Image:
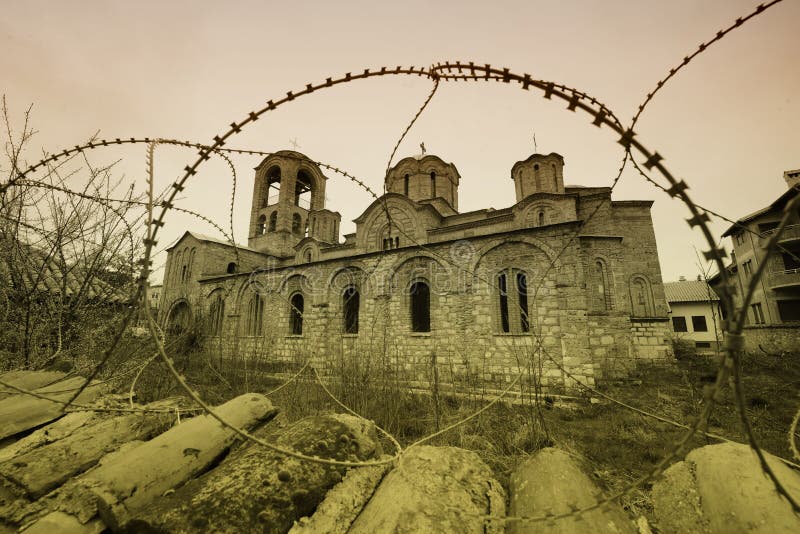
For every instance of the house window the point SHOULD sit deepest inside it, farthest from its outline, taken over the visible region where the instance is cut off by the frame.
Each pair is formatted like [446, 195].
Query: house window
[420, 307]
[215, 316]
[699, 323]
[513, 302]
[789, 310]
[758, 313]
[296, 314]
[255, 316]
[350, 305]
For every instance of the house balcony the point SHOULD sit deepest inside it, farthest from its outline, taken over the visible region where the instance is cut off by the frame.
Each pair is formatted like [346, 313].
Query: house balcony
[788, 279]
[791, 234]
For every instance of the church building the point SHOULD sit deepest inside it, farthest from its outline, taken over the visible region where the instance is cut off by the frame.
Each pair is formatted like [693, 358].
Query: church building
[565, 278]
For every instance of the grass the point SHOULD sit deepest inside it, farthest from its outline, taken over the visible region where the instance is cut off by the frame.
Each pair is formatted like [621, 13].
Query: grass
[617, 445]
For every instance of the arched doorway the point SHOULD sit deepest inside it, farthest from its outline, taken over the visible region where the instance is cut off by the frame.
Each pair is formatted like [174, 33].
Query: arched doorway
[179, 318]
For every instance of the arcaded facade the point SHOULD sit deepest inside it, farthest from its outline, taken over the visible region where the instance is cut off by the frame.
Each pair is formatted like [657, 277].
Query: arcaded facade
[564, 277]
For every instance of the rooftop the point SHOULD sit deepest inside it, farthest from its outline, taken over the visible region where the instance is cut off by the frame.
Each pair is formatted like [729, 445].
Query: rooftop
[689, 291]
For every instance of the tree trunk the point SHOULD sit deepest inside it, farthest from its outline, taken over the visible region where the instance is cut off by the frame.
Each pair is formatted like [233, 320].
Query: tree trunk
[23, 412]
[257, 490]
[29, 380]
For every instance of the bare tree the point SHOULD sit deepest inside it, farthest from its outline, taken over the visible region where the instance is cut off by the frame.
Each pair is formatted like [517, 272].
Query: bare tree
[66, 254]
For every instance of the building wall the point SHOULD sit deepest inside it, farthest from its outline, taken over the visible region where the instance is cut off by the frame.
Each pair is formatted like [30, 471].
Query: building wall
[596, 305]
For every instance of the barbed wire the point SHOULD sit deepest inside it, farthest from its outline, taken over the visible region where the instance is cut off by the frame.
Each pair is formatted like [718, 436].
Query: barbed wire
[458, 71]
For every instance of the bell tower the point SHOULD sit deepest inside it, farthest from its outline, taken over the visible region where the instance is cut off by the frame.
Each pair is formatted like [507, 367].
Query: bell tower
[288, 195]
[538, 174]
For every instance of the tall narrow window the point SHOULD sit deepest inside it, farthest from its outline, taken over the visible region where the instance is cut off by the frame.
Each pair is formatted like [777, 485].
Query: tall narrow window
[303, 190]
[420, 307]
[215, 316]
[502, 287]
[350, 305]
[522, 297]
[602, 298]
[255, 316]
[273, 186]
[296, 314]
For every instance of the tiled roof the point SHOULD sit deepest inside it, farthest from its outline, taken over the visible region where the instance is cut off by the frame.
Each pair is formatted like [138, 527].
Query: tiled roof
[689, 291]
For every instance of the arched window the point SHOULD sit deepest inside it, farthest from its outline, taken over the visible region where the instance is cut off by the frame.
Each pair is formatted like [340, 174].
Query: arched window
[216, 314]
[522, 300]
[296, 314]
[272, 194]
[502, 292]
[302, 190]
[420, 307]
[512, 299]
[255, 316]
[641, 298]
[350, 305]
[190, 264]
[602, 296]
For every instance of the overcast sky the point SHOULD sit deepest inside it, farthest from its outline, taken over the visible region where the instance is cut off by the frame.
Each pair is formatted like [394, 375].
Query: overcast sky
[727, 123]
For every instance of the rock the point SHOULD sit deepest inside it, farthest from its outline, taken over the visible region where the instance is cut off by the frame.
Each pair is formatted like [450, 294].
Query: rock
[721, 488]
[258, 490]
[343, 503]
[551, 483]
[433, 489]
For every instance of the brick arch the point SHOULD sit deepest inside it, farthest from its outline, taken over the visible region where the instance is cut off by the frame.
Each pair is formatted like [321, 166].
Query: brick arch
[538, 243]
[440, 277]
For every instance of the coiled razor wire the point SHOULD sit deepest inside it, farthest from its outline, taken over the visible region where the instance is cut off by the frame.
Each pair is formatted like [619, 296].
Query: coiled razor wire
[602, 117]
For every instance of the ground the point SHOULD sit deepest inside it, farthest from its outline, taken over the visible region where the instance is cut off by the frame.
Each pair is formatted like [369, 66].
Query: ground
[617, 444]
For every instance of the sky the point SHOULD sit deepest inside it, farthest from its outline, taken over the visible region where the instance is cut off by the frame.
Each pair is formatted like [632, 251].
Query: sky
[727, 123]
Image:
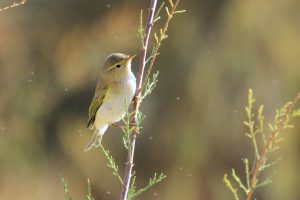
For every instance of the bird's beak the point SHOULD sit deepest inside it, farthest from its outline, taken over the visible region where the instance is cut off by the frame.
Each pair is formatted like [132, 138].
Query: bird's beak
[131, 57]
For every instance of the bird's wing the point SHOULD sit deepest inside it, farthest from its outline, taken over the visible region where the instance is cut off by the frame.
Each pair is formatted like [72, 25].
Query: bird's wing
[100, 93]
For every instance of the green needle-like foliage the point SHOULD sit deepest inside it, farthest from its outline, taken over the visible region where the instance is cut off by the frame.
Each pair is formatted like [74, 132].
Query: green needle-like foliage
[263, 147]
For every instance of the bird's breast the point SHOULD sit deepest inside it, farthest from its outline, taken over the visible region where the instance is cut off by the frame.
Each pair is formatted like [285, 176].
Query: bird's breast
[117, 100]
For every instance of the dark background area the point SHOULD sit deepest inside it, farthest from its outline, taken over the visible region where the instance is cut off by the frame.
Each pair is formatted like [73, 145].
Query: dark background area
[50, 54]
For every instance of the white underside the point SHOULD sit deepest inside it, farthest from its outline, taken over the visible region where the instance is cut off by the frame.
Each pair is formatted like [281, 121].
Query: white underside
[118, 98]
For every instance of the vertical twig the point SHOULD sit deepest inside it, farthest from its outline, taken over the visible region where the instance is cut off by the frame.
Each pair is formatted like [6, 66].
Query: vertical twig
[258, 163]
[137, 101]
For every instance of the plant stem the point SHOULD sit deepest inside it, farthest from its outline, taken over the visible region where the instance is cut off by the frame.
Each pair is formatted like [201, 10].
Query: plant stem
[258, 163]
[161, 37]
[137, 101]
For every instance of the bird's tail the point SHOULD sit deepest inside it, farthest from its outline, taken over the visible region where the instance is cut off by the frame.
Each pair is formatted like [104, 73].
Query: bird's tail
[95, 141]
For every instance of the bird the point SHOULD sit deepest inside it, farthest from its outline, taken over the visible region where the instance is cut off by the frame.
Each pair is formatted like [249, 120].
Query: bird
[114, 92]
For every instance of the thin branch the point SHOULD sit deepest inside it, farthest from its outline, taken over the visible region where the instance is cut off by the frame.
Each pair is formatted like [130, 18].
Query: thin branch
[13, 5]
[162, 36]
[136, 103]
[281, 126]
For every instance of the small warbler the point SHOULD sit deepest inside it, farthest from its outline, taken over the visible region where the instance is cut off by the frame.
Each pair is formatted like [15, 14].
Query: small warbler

**INSTRUCTION**
Pictures are not part of the copy; reproduce everything else in the records exactly.

**FINISHED EXERCISE**
Image:
For every instance of the house window the point SHOULD sit deepest inside it, farthest from its outline, taken over the visible region where the instance is cut off by the frame.
Each pair is formatted like [446, 195].
Query: house window
[420, 307]
[215, 316]
[699, 323]
[513, 302]
[789, 310]
[758, 313]
[296, 314]
[255, 316]
[350, 305]
For every instance of the house balcony the point SHOULD sit deepest inside it, farthest from its outline, taken over the visible region where the instance is cut off by the frame.
Each pair is formatted like [346, 313].
Query: house balcony
[788, 279]
[791, 234]
For every instance of the church building the point SHOULD sit deepest inside it, farthest from its outline, taken over the visible region where the instance is cut off by the frame.
Each pair is formatted like [693, 358].
Query: church building
[565, 278]
For every instance of the grass the point SHOULD sit deepest inside it, farthest from its outline, taken over the visible region where the instance is cut off by the frame.
Each pair is formatted like [621, 13].
Query: grass
[617, 445]
For every instance of the arched doorway the point SHOULD sit deepest inside it, farthest from its outline, taken over the visible region where the instance is cut off by the frame.
Each pair is formatted like [174, 33].
Query: arched doorway
[179, 318]
For every instance of the arcaded facade the point SHOULD sit deepest inside it, farthest from its outline, taken over the visible region where the instance is cut off by the frame.
Each pair is formatted like [657, 277].
Query: arcaded facade
[564, 277]
For every instance of the rooftop the point SHOULD sit deepest inside it, farthest from its outline, taken over the visible region where the instance is cut off by the frame.
Each pair is formatted like [729, 445].
Query: rooftop
[689, 291]
For every instance of the tree trunk the point SHOULD sit deepest inside it, farthest from its outline, taken over the visible region where the instance is cut off by the frame.
Each pair is formatted like [233, 320].
Query: tree trunk
[23, 412]
[257, 490]
[29, 380]
For every instance of the bare tree the point SHOULD sit deepest inside it, farthest from its outline, taken over the visible region where the instance is cut off by the frame.
Each pair is formatted like [517, 272].
Query: bare tree
[66, 254]
For every instance of the building wall the point SHOULD sit deepest inside it, farthest from its outline, taken over the visible region where the instance is cut off by the frame.
Each pair is formatted like [30, 471].
Query: building wall
[596, 305]
For every instance of the barbed wire the point SHOULD sit deepest inside it, farthest from its outline, taken over the visible region where the instance is cut off by the frame.
Each pair is formatted like [718, 436].
Query: barbed wire
[458, 71]
For every instance of the bell tower the point SHOULD sit deepest inside it, farthest from its outline, taken over the visible region where the instance is cut off by the frame.
Each pair is formatted like [507, 367].
Query: bell tower
[288, 195]
[538, 174]
For every instance of the tall narrow window the point SHOULD sit deepest inside it, farthest from its outline, taken over the visible region where the instance is cut off by the frame.
Each pair is formatted like [777, 485].
Query: tall narrow window
[303, 190]
[420, 307]
[215, 316]
[502, 287]
[350, 305]
[522, 297]
[602, 298]
[255, 316]
[273, 186]
[296, 314]
For every instance of the tiled roof the point SHOULD sit deepest inside it, farthest from its outline, taken over the visible region where the instance is cut off by the frame.
Each pair is formatted like [138, 527].
Query: tiled roof
[689, 291]
For every instance of the arched window the point SHOULD sit deepest inside it, farthest from its outline, taken over the visible region where the instance is cut off by the frame.
Each pair is formatted like [340, 174].
Query: arched window
[216, 314]
[522, 300]
[296, 314]
[272, 194]
[502, 292]
[302, 190]
[420, 307]
[512, 299]
[255, 316]
[641, 298]
[350, 305]
[190, 264]
[602, 296]
For every instance of the overcast sky the point SHOULD sit deepest inside it, farthest from its outline, taken over the visible region where the instance is cut off by the frame.
Each pair is formatted like [394, 375].
Query: overcast sky
[727, 123]
For every instance of the rock the point SHOULD sit deepest inside it, farthest from its outline, taken over the visible region where the instance is cut off by the frame.
Each pair is formatted like [450, 294].
Query: rock
[721, 488]
[258, 490]
[343, 503]
[551, 483]
[433, 489]
For every instance of the brick arch the point SHOULD sit deepest inside it, farthest from its outline, taken over the visible region where the instance is cut off by the frame.
Each pair is formatted like [321, 166].
Query: brick arch
[538, 243]
[440, 277]
For every instance of the coiled razor wire the point SHOULD sit deepest inside it, farthest from its outline, taken over the visible region where the instance is cut off by the frame.
Each pair is formatted like [619, 296].
Query: coiled razor wire
[602, 117]
For every instance of the ground the point SHOULD sit deepest inside it, farthest from its outline, taken over the visible region where the instance is cut off by the frame.
Each pair is formatted like [369, 66].
Query: ground
[617, 444]
For every instance of the sky the point SHOULD sit deepest inside it, farthest from its outline, taken over the visible region where the instance is cut off by the frame.
Each pair is formatted like [632, 251].
Query: sky
[727, 123]
Image:
For every instance of the bird's beak the point SHOULD sit deepest inside it, farthest from its outline, taken over the visible region where the instance is cut off by the frame.
Each pair is formatted like [132, 138].
Query: bird's beak
[131, 57]
For every instance of the bird's wing the point SHOULD sit deepest inside it, farthest from its outline, taken over the visible region where the instance is cut off by the frame.
Each pair is formatted like [72, 25].
Query: bird's wing
[100, 93]
For every instance of the green needle-like foliage the point SHOULD sit deepest inside it, farthest from its outline, taken over the visible region where the instance is cut off by the frame.
Each pair is formatted like [74, 132].
Query: green needle-like foliage
[263, 147]
For every instance of the bird's breast the point SHOULD sit deepest inside it, farthest from its outline, taken over the visible region where the instance is cut off by the frame.
Each pair is formatted like [285, 176].
Query: bird's breast
[117, 100]
For every instance of the dark background area the point SHOULD sit deepest inside it, farthest from its outline, taken over the visible region where the instance is cut off by the frame.
Each pair is formatted like [73, 145].
Query: dark background area
[50, 54]
For every instance of the white underside the point SHOULD sit deepest inside it, farthest from its outline, taken over the visible region where the instance is cut off by the frame.
Each pair is formatted like [281, 121].
Query: white underside
[118, 98]
For every instance of the vertical twig the point SHOULD sit deepest inside it, farthest from its outline, taken over the visible region where the instance is cut off by the frame.
Each pair is formatted like [6, 66].
Query: vertical twig
[258, 163]
[137, 101]
For every instance of the plant stem the point SHOULD sit deepest inside it, farthest from its outline, taken over the visible region where the instance is cut off by the frame.
Each pair is formatted like [201, 10].
Query: plant stem
[258, 163]
[161, 37]
[137, 101]
For every instance of the bird's tail the point SHOULD sit deepest inside it, farthest from its outline, taken over the visible region where the instance is cut off by the frame.
Each pair is formatted like [104, 73].
Query: bird's tail
[95, 141]
For every instance of the bird the point SHOULD sit deepest inside it, farthest from its outline, taken over the visible region where the instance is cut off by the frame.
Each pair is formatted like [249, 120].
Query: bird
[114, 92]
For every instance of the thin branch the point SHOULD sit deepest inside it, farthest from its outline, taken over the visible region where the instance is cut off by the frame.
Each pair is formatted like [130, 18].
Query: thin branch
[13, 5]
[162, 36]
[136, 103]
[281, 126]
For every instance of the small warbler the point SHOULD sit deepest inside it, farthest from its outline, taken over the visible region where the instance is cut off by the frame.
Each pair is formatted like [15, 14].
Query: small warbler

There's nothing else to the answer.